### Questions à traiter
1/ Répondez à ces questions sur le texte sur le SRAS :
(a) Sur quels deux faits certains infectiologues s'appuient-ils pour étayer l'hypothèse d'une modification de la virulence ?
(b) Dans quel hôpital François Freymuth exerce-t-il ?
(c) Quels modèles d'infections respiratoires François Freymuth cite-t-il en exemple ?
2/ D'après le texte sur le SRAS, pourquoi est-il encore difficile de dire si la virulence du ou des virus responsables se modifie ? Répondez en une à trois phrases.
3/ Relevez toutes les sources nommément citées dans le texte sur le SRAS, qu'il s'agisse d'un organisme, d'une publication ou d'une personne.

La virulence du ou des virus à l'origine du SRAS est-elle en train de se modifier ? Dans l'état actuel des choses, il est encore difficile de répondre. D'une part, parce que l'agent infectieux à l'origine de la maladie n'a pas encore été formellement identifié, et, d'autre part, parce que les deux faits sur lesquels certains infectiologues se fondent pour étayer cette hypothèse - la notion de « super-transmetteurs » et les décès de sujets jeunes à Hongkong - peuvent connaître différentes origines.
Super-transmetteurs : la controverse
L'existence de « super-transmetteurs » fait déjà l'objet d'une controverse. Dès le début de l'épidémie, il semble que certains malades aient été à l'origine de contaminations multiples, alors que, pour d'autres, aucune contagion n'a existé. Pour l'OMS, « cette notion de "super-transmetteur" n'est fondée sur aucune preuve médicale. Il semblerait que les meures de protection mises en place de façon systématique dans certains pays depuis plus d'un mois permettent un moindre degré de contamination ». Néanmoins, comme l'explique au « Quotidien » le P François Freymuth, virologue à l'hôpital de Caen, « si l'on se réfère à certains modèles d'infections respiratoires - grippe ou VRS -, il semble que la quantité de virus excrétée est variable selon les patients et la symptomatologie clinique. Les individus sont inégaux devant les virus et il est possible qu'il existe une majoration de la multiplication virale au sein des tissus de l'arbre bronchique liée à certains conditions physiopathologiques ». Enfin, la possibilité de l'existence d'un variant plus virulent ne peut, dans l'état actuel de la recherche, être exclue.

### Liste des entrées
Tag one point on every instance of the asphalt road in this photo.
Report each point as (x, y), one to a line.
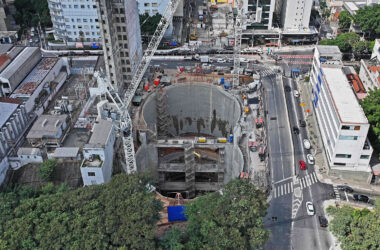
(280, 160)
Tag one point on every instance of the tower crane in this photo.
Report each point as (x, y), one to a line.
(237, 36)
(125, 123)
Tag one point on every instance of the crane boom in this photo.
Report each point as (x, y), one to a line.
(122, 104)
(237, 49)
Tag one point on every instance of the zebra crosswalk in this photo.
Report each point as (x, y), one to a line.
(284, 188)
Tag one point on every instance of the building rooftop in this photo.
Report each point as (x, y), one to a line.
(100, 134)
(345, 102)
(46, 126)
(6, 110)
(34, 79)
(328, 49)
(28, 151)
(66, 152)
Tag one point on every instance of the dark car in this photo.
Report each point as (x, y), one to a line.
(323, 222)
(345, 188)
(360, 197)
(296, 130)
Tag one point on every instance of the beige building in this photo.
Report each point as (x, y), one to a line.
(121, 37)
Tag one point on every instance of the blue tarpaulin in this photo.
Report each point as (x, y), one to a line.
(176, 213)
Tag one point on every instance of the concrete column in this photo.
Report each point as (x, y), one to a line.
(21, 117)
(10, 131)
(15, 127)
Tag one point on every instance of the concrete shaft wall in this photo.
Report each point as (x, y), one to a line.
(196, 108)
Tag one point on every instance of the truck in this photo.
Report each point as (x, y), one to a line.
(200, 13)
(204, 59)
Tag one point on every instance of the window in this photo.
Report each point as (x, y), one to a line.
(348, 137)
(343, 156)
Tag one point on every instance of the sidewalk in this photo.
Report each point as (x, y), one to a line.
(321, 167)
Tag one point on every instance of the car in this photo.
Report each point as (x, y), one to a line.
(360, 197)
(302, 165)
(310, 208)
(310, 159)
(345, 188)
(323, 222)
(296, 130)
(306, 143)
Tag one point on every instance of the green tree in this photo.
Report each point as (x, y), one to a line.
(231, 220)
(122, 213)
(344, 19)
(368, 18)
(371, 107)
(149, 23)
(46, 170)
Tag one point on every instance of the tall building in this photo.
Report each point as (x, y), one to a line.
(341, 119)
(75, 21)
(296, 14)
(120, 29)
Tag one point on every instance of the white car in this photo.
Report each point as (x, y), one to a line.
(310, 159)
(306, 143)
(310, 208)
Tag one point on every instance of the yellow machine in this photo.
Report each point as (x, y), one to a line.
(193, 35)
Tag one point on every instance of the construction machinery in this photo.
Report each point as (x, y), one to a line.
(122, 103)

### Résultats de l'exercice
1/
(a) La notion de « super-transmetteurs » et les décès de sujets jeunes à Hongkong.
(b) À l'hôpital de Caen.
(c) La grippe et le VRS.

2/ L'agent infectieux à l'origine de la maladie n'a pas encore été formellement identifié. De plus, les deux faits invoqués à l'appui de cette hypothèse, les « super-transmetteurs » et les décès de sujets jeunes à Hongkong, peuvent avoir différentes origines.

3/
- L'OMS
- Le « Quotidien »
- François Freymuth, virologue à l'hôpital de Caen